== Goal ==
Change every "instance" in the rows below to "occurrence", and leave everything else unchanged.

(Records from a point labeling set)
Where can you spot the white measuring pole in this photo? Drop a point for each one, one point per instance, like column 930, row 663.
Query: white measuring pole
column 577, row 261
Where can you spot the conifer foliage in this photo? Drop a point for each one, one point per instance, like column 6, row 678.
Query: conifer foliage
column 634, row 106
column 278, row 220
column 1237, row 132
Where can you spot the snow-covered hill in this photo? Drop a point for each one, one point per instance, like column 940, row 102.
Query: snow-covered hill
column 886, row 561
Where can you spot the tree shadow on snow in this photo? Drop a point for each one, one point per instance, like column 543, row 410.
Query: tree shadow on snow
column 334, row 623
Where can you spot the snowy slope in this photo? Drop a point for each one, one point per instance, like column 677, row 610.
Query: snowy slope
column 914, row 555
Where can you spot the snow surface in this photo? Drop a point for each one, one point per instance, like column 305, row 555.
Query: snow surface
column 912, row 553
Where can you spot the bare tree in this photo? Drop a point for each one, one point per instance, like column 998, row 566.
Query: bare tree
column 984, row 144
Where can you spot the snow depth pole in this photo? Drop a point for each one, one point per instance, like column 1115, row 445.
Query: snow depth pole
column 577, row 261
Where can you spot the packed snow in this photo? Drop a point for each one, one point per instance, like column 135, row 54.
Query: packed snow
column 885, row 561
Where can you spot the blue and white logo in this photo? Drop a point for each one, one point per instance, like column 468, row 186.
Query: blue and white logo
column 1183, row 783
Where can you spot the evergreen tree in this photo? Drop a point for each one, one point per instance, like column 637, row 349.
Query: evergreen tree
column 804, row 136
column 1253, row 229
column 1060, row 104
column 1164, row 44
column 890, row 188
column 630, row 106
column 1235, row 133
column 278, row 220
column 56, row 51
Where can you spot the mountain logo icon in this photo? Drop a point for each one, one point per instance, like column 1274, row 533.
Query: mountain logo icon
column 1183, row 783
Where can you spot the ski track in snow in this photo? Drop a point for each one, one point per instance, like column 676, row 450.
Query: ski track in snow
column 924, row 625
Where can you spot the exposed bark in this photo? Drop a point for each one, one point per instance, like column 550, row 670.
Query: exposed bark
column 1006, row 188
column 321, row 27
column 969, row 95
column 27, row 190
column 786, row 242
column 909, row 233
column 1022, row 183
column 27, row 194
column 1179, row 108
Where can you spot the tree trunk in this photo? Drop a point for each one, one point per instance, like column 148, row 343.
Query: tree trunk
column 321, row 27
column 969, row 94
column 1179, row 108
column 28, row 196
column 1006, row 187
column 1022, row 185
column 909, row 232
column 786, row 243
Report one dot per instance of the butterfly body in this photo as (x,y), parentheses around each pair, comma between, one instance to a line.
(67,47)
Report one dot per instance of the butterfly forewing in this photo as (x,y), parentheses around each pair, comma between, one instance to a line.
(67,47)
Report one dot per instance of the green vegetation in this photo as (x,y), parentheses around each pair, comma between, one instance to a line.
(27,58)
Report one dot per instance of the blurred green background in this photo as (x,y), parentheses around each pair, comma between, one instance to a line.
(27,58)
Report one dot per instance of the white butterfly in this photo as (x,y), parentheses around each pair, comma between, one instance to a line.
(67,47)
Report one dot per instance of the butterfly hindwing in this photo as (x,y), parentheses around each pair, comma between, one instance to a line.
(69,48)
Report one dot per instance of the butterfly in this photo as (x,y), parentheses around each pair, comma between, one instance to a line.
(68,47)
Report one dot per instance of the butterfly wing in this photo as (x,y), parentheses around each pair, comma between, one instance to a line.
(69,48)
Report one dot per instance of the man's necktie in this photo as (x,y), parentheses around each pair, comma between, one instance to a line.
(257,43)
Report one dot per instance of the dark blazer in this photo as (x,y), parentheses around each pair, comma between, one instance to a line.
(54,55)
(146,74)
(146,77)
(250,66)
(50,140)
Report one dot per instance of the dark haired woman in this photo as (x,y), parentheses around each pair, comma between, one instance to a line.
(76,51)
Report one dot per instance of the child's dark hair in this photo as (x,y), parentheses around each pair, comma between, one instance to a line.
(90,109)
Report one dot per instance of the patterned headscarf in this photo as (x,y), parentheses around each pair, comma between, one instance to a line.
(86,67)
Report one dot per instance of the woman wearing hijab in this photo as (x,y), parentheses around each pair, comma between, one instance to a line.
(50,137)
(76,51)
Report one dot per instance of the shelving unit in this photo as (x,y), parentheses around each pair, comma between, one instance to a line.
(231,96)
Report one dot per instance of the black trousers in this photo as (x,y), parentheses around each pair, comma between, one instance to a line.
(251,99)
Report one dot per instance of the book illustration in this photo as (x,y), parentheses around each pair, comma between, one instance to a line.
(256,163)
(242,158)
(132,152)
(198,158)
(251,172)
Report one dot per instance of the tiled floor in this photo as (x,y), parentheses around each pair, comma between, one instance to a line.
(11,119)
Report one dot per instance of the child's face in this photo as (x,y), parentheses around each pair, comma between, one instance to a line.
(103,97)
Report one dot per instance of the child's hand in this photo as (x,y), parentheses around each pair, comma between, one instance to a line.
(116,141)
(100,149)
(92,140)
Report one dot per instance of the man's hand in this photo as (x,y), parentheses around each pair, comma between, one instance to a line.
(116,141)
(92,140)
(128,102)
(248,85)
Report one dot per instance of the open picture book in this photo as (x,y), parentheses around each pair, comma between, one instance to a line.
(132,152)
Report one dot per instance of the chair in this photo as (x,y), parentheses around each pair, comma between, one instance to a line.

== Task output ==
Where can you spot the white measuring pole in this photo? Drop a point for each one, one point per occurrence, like column 930, row 663.
Query: white measuring pole
column 577, row 261
Where can you spot the conifer foliage in this photo? Drop a point for each one, one point per occurrence, like column 6, row 678.
Query: conifer foliage
column 634, row 106
column 278, row 220
column 1237, row 132
Where can you spot the snow-covered hill in this photo? Drop a point for each one, one point per occurrence, like column 940, row 102.
Query: snow-covered hill
column 886, row 561
Where can you spot the tree shadow on snow in this photo? Drop a point for each one, one point per occurrence, like column 543, row 410.
Query: tree shadow on snow
column 334, row 623
Where can you spot the snowy slope in this photo? Drop a point for each one, one point per occurrence, like column 677, row 610.
Query: snowy slope
column 914, row 555
Where can you spot the snow surface in this photo? Drop a point for each one, one point per occurrence, like column 305, row 555.
Query: snow surface
column 912, row 553
Where can you spot the bare tree in this photo? Drop a point for each one, one point per occurrence, like column 998, row 566.
Query: bare tree
column 984, row 144
Where can you spot the snow depth pole in this photo? Drop a point for each one, one point per occurrence, like column 1115, row 445.
Query: snow depth pole
column 577, row 261
Where can you spot the packed snow in this photo? Drop a point for each one, one point per occurrence, like column 135, row 54.
Query: packed snow
column 885, row 561
Where can you spot the blue and white logo in this photo? Drop a point for each one, one point per occurrence, like column 468, row 186.
Query: blue and white logo
column 1183, row 783
Where can you spot the evergreen tree in this photo? Drop a point for each one, one point per occurrence, like column 637, row 349.
Query: evergreen tree
column 804, row 136
column 1253, row 229
column 1060, row 104
column 1164, row 44
column 890, row 188
column 630, row 106
column 1235, row 133
column 278, row 220
column 56, row 51
Where can you spot the mountain logo icon in this photo? Drop a point for each one, one point per occurrence, like column 1274, row 533.
Query: mountain logo icon
column 1183, row 783
Where can you spot the ski track in snow in this photo? Drop a point for each one, one point per occurrence, like column 676, row 450.
Query: ski track in snow
column 924, row 625
Where can you spot the exposed bark in this photo? Drop a point for each one, one point per occurrence, like column 550, row 670.
Query: exposed bark
column 1006, row 188
column 321, row 27
column 969, row 95
column 27, row 190
column 786, row 242
column 909, row 233
column 1022, row 183
column 27, row 194
column 1179, row 108
Where can you spot the tree trunk in this photo? Drop a point for each one, one point per occurrence, like column 148, row 343.
Query: tree trunk
column 321, row 27
column 969, row 94
column 1179, row 108
column 28, row 196
column 1006, row 187
column 1022, row 185
column 909, row 232
column 786, row 243
Report one dot per occurrence of the butterfly body in this photo as (x,y), parentheses around each pair, comma between, one occurrence to a line.
(67,47)
Report one dot per occurrence of the butterfly forewing in this photo as (x,y), parentheses around each pair, comma between, one occurrence to a line.
(67,47)
Report one dot per occurrence of the green vegetation in this photo as (x,y), parentheses around each pair, comma between, one occurrence to a line.
(27,58)
Report one dot per occurrence of the blurred green background in this photo as (x,y), parentheses around each pair, comma between, one occurrence to a line.
(27,58)
Report one dot per occurrence of the white butterfly in this photo as (x,y), parentheses around each pair, comma between, one occurrence to a line.
(67,47)
Report one dot per occurrence of the butterfly hindwing in this photo as (x,y), parentheses around each pair, comma between, one occurrence to a line.
(69,48)
Report one dot per occurrence of the butterfly in this photo as (x,y), parentheses around each pair, comma between, one occurrence to a line.
(68,47)
Report one dot per occurrence of the butterfly wing in this photo as (x,y), parentheses around each pair, comma between, one occurrence to a line.
(69,48)
Report one dot per occurrence of the man's necktie in this photo as (x,y), parentheses around each pair, comma between, one occurrence to a line.
(257,43)
Report one dot per occurrence of the dark blazer in this photo as (x,y), parentheses around each pair, comma between, one occurrence to a line.
(54,55)
(146,74)
(146,77)
(250,66)
(50,140)
Report one dot per occurrence of the dark haired woman in this photo as (x,y), parentheses around each pair, comma between, one occurrence to a line.
(76,51)
Report one dot per occurrence of the child's dark hair in this photo as (x,y), parentheses around each pair, comma between, one occurrence to a line.
(90,109)
Report one dot per occurrence of the patterned headscarf in this photo as (x,y), parentheses around each pair, comma between, one occurrence to a line.
(86,67)
Report one dot per occurrence of the woman wearing hijab in this photo as (x,y), parentheses around each pair, comma between, one occurrence to a line.
(50,137)
(76,51)
Report one dot per occurrence of the shelving unit in this photo as (x,y), parentheses around each pair, comma between, one occurrence to a line.
(231,96)
Report one dot per occurrence of the black trousers in this photo as (x,y), parentheses around each pair, comma between, one occurrence to a line.
(251,99)
Report one dot per occurrence of the book illustration in this photo as (x,y), parentheses around each pair, comma between, one occurrence to a line.
(256,163)
(242,158)
(132,152)
(198,158)
(251,172)
Report one dot per occurrence of the tiled floor in this photo as (x,y), parentheses around each pair, comma between, one occurrence to a line.
(11,119)
Report one dot per occurrence of the child's face in this photo as (x,y), parentheses around each pair, comma between, one occurrence to a line.
(103,97)
Report one dot per occurrence of the child's hand in this photo as (x,y), parentheses around each pair, comma between, one occurrence to a line.
(116,141)
(100,149)
(92,140)
Report one dot per occurrence of the man's hand in this photo as (x,y), parentheses around each pair, comma between, one occurrence to a line.
(116,141)
(92,140)
(128,102)
(248,85)
Report one dot per occurrence of the open picture book in this photo as (x,y), parentheses around each pair, comma between, one occurrence to a line.
(132,152)
Report one dot per occurrence of the chair in this photo as (x,y), parentheses around each pair, comma between, one occurrence to a line.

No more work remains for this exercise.